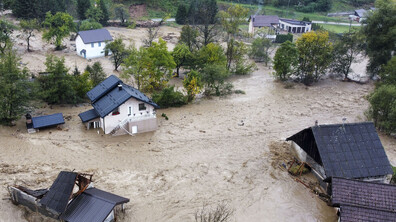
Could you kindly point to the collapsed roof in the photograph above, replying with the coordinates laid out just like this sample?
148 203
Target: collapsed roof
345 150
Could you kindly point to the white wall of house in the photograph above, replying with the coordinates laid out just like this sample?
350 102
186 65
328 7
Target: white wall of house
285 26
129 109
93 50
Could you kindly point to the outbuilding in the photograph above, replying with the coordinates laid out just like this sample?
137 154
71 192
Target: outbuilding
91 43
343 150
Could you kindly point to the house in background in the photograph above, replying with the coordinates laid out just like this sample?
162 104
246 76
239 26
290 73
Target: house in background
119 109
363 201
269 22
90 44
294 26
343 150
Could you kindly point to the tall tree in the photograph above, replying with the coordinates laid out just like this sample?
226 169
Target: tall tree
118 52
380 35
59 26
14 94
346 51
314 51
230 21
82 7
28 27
+++
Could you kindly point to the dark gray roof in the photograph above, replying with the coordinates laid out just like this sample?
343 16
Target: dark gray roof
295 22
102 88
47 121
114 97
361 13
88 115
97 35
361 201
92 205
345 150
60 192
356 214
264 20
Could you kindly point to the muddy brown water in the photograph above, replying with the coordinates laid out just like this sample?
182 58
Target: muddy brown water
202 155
+++
▶ TASK INSTRUCTIONS:
Extract every line of the listing above that contains the string "tall", treating uppercase and lowercase letters as distinct.

▶ RESPONSE:
Could you kindly point to the tall tree in the photograph above, replying with the coordinates laid out just like this sample?
Target: tall tree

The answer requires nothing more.